Dataset entries

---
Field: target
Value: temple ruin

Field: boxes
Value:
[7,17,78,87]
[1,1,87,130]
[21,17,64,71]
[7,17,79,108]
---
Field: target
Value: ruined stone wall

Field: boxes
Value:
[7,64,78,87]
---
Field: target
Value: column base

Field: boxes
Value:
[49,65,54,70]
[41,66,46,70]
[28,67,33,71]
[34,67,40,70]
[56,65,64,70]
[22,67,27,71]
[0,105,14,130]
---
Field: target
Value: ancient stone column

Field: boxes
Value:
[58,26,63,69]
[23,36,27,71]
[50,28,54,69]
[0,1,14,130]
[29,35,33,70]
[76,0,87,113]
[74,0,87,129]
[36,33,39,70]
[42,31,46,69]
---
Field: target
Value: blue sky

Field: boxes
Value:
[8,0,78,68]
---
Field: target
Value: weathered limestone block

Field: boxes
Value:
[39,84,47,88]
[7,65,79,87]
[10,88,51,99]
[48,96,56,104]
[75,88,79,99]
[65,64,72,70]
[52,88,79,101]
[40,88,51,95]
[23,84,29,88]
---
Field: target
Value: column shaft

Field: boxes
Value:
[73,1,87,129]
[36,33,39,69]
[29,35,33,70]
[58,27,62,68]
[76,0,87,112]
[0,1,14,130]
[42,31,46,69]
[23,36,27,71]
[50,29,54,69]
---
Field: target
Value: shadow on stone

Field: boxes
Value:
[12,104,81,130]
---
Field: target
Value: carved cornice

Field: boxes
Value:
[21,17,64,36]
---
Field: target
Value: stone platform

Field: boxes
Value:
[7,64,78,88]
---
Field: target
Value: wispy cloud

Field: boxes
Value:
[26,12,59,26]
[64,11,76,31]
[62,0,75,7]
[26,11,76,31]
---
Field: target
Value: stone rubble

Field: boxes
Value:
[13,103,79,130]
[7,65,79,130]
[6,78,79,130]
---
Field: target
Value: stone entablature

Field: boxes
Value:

WHAT THE EXERCISE ASKS
Every record must be set down again exactly.

RESPONSE TO THIS EXERCISE
---
Field: target
Value: temple ruin

Field: boxes
Value:
[7,17,78,87]
[1,1,87,130]
[21,17,64,71]
[7,17,79,108]
---
Field: target
Value: ruined stone wall

Field: boxes
Value:
[7,64,78,87]
---
Field: target
Value: column base

Field: boxes
Value:
[49,65,54,70]
[41,66,46,70]
[28,67,33,71]
[34,67,40,70]
[56,65,64,70]
[22,67,27,71]
[0,105,14,130]
---
Field: target
Value: ancient stone column

Field: boxes
Value:
[58,26,63,69]
[23,36,27,71]
[50,28,54,69]
[0,1,14,130]
[29,35,33,70]
[76,0,87,113]
[74,0,87,129]
[36,33,39,70]
[42,31,46,69]
---
Field: target
Value: blue sky

Field: boxes
Value:
[8,0,78,68]
---
Field: target
Value: weathered limestone block

Field: boxes
Value:
[39,84,47,88]
[7,65,79,87]
[10,88,51,99]
[48,96,56,104]
[75,88,79,99]
[65,64,72,70]
[52,88,79,101]
[40,88,51,95]
[23,84,29,88]
---
Field: target
Value: column shaft

Field: boxes
Value:
[73,1,87,129]
[36,33,39,69]
[29,35,33,70]
[58,27,62,68]
[76,0,87,112]
[0,1,14,130]
[42,31,46,69]
[23,36,27,71]
[50,29,54,69]
---
Field: target
Value: shadow on stone

Field: boxes
Value:
[12,104,81,130]
---
Field: target
Value: carved cornice

Field: boxes
Value:
[21,17,64,36]
---
Field: target
Value: stone platform

Field: boxes
Value:
[7,64,78,88]
---
Field: target
Value: wispy cloud

Field: boxes
Value:
[26,12,59,26]
[64,11,76,31]
[62,0,75,7]
[26,11,76,31]
---
Field: target
Value: stone rubble

Field: boxes
Value:
[13,103,79,130]
[7,65,79,130]
[6,78,79,130]
---
Field: target
Value: stone entablature

Field: boxes
Value:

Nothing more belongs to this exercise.